Page text →
+++

Turbo Link  Version 7.00 Copyright (c) 1987, 1994 Borland International


Here is the image of the debugger session:



In other words: a classic crash. Please note: there are 2 missing stars inside the string, the entire console is damaged (must be closed via task manager), and last but not least the register dump indicates always a serious bug.

Quote from: japheth, September 23, 2010, 07:17:39 amIf I run b_ex1.bat and then launch the generated ex1.exe, it crashes as well.

That seems to me not quite right. If you've used TASM 4.1 or above, the application won't crash. That's tested. Check also the following thread inside the forum: http://www.masm32.com/board/index.php?topic=14887.0 You can find a screen shot of the program there, made by Antariy from scratch. It looks healthy. Of course, Antariy made it with the program and sources from the old archive, to say it clear.

Quote from: japheth, September 23, 2010, 07:17:39 amFor me it seems that there is a bug in your program.

Why not, nobody is perfect. In that case, it must be the same but "negative" bug in TASM or TLINK, which compensates my bug one to one (see the debug session above).

+++

Entries provided →
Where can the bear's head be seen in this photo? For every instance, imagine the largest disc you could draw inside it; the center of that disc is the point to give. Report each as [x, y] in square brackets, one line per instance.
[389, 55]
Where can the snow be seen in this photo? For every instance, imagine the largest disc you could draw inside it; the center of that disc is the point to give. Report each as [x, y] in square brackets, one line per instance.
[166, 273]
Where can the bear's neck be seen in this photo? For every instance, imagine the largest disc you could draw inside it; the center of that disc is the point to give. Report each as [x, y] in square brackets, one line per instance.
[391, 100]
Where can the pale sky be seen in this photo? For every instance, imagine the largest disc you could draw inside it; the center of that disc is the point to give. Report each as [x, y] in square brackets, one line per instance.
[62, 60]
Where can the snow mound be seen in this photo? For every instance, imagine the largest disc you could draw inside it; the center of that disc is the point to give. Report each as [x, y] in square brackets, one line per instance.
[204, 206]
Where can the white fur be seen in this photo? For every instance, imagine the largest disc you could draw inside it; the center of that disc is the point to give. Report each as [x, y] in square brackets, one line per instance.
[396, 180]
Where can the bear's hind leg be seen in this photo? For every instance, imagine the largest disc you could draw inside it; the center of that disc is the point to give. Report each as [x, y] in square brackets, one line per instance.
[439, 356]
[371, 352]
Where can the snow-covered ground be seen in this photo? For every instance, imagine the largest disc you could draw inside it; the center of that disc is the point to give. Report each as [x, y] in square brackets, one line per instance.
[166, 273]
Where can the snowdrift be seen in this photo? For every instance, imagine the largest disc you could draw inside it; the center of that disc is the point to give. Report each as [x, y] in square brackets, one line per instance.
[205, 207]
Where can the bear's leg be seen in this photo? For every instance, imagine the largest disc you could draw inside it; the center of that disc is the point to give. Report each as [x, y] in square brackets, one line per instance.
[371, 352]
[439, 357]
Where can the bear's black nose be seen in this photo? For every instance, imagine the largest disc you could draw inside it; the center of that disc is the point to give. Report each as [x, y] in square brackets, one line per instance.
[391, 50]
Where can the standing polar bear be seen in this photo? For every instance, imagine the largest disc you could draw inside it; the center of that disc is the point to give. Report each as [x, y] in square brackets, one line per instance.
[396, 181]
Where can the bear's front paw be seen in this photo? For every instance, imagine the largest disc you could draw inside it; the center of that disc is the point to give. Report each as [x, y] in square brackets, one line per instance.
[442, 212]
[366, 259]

+++

Given exercise → Reproduce the forum thread about the TASM and TLINK crash in full, word for word. The items are separate material from the forum text.

Correct response →
Turbo Link  Version 7.00 Copyright (c) 1987, 1994 Borland International


Here is the image of the debugger session:



In other words: a classic crash. Please note: there are 2 missing stars inside the string, the entire console is damaged (must be closed via task manager), and last but not least the register dump indicates always a serious bug.

Quote from: japheth, September 23, 2010, 07:17:39 amIf I run b_ex1.bat and then launch the generated ex1.exe, it crashes as well.

That seems to me not quite right. If you've used TASM 4.1 or above, the application won't crash. That's tested. Check also the following thread inside the forum: http://www.masm32.com/board/index.php?topic=14887.0 You can find a screen shot of the program there, made by Antariy from scratch. It looks healthy. Of course, Antariy made it with the program and sources from the old archive, to say it clear.

Quote from: japheth, September 23, 2010, 07:17:39 amFor me it seems that there is a bug in your program.

Why not, nobody is perfect. In that case, it must be the same but "negative" bug in TASM or TLINK, which compensates my bug one to one (see the debug session above).